§ DOCUMENT PASSAGE
The present invention has the above as well as other objects, features, and advantages which will become more clearly apparent in connection with the following detailed description of a preferred embodiment, taken in conjunction with the appended drawings in which:
FIG. 1 is a schematic view of a well having a short radius directional section that is curving from the vertical toward the horizontal;
FIGS. 2A-2C are longitudinal cross-sectional views of the articulated drilling motor assembly of the present invention;
FIG. 3 is a somewhat enlarged cross-section taken on line 3--3 of FIG. 2B;
FIG. 4 is another enlarged cross-section taken on line 4--4 of FIG. 2B; and
FIG. 5 is a cross-section on line 5--5 of FIG. 2C.
Referring initially to FIG. 1, a borehole 10 is shown extending downward, substantially vertically, from a surface site 11 where a drilling rig (not shown) is located. At some depth below the surface, depending on geology and other factors, the borehole 10 is shown being curved through a section 14 that eventually will bring its outer end to the horizontal. The radius of curvature R of the section 14 is relatively short, and through use of the present invention can be in the order of about 60 feet for an assembly that is used to drill a borehole having a diameter of 61/8 inches. The curved section 14 is drilled with an articulated drilling motor assembly 15 that is constructed in accordance with the present invention. The motor assembly 15 is run on a drill string 16 that typically includes a length of heavy drill collars 17 suspended below a length of drill pipe 18. A lower section of drill pipe 18' is used in the curved section 14 of the borehole 10, since the drill collars usually are too stiff to negotiate the curve and still function to apply weight to the drill bit 20 on the lower end of the motor assembly 15. Drill bit 20 may be either a roller cone or a diamond device. The power section 21 of the motor assembly 15 preferably is the well-known Moineau-type design where a helical rotor rotates in a lobed stator in response to drilling mud being pumped through it under pressure. The lower end of the rotor is coupled by a universal-joint shown schematically at 24 to an intermediate drive shaft 73 whose lower end is coupled by another universal joint 25 to the upper end of a hollow mandrel 27. The mandrel 27 is journaled for rotation in a bearing assembly 28, and the drill bit 20 is attached to a bit box 30 on the lower end of the mandrel 27.

§ YOUR OBJECTIVE
In the drilling motor passage, what design does the power section of the motor assembly preferably use?

§ DATA BLOCK
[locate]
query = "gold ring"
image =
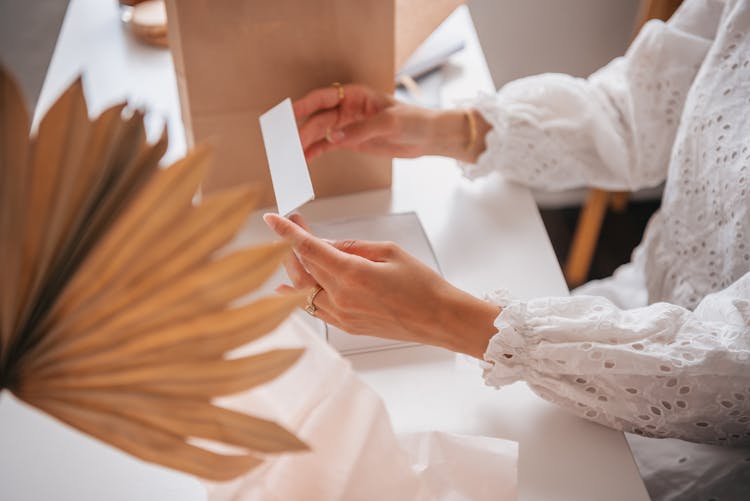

§ RESULT FOR THIS EXERCISE
The Moineau-type design, in which a helical rotor rotates in a lobed stator as drilling mud is pumped through it under pressure.